▸ To do
The response should be the data again, identical in every line.

▸ Information supplied
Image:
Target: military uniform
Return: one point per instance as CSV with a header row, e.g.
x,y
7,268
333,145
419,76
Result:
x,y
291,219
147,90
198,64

▸ Output for this task
Image:
Target: military uniform
Return: one point per instance as CSV with a header row, e.g.
x,y
7,268
333,145
419,76
Result:
x,y
291,219
147,90
198,64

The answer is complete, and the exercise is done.